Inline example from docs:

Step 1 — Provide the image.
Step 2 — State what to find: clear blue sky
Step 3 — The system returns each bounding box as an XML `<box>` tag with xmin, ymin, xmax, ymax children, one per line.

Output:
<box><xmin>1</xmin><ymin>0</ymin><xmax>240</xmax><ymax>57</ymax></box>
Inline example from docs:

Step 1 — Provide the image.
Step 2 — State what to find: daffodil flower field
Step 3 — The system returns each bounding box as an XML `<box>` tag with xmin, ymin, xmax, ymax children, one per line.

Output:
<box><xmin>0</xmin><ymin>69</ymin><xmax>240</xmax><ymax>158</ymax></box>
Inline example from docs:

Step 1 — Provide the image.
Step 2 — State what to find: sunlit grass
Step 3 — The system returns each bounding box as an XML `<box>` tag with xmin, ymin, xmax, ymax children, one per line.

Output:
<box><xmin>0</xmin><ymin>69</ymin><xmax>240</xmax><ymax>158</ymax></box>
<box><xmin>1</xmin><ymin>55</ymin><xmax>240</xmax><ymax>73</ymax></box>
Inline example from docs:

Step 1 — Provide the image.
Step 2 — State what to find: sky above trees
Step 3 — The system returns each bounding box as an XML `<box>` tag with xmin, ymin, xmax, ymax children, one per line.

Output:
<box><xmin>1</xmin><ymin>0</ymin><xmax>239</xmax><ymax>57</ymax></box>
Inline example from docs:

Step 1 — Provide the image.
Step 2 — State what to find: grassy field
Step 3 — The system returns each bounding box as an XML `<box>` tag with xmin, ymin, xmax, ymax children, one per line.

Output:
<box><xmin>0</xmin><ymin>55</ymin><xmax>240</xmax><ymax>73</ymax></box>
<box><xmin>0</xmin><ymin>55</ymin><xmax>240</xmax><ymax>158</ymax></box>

◆ ACTION ITEM:
Everything above from the line containing "Step 2 — State what to find: daffodil" down to the line containing "Step 2 — State what to find: grassy field" is to be transcribed exactly, with both of those lines included and nothing else added.

◆ EXERCISE RESPONSE:
Step 2 — State what to find: daffodil flower field
Step 3 — The system returns each bounding box as an XML `<box>` tag with xmin, ymin, xmax, ymax children, one per line.

Output:
<box><xmin>0</xmin><ymin>69</ymin><xmax>240</xmax><ymax>158</ymax></box>
Inline example from docs:

Step 1 — Provide the image.
Step 2 — State what to find: sunlit grass
Step 3 — The system returns each bounding box as an XML `<box>` tag with xmin, ymin, xmax, ymax children, one per line.

Output:
<box><xmin>0</xmin><ymin>69</ymin><xmax>240</xmax><ymax>158</ymax></box>
<box><xmin>1</xmin><ymin>55</ymin><xmax>240</xmax><ymax>73</ymax></box>
Inline example from docs:

Step 1 — Provide the image.
Step 2 — State what to find: sky above trees
Step 3 — The system returns each bounding box as an XML `<box>` tag with xmin, ymin, xmax, ymax children, one per line.

Output:
<box><xmin>1</xmin><ymin>0</ymin><xmax>239</xmax><ymax>57</ymax></box>
Inline example from docs:

Step 1 — Provide the image.
Step 2 — State what to find: grassy field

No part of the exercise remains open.